Your job here is to restate every record exactly, pictures excluded.

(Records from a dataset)
+ + +

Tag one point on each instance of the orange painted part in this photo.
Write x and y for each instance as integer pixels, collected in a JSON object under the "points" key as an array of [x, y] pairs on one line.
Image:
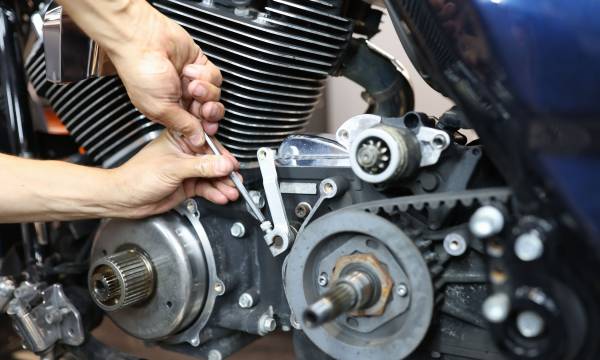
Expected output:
{"points": [[53, 123]]}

+ + +

● Written response
Tag one point on each instance of the orange painted part in this photo.
Write x and y for each instance as integer pixels, collected in a JSON object under the "points" key as an array of [x, y] pairs on one line.
Image:
Expected output:
{"points": [[53, 123]]}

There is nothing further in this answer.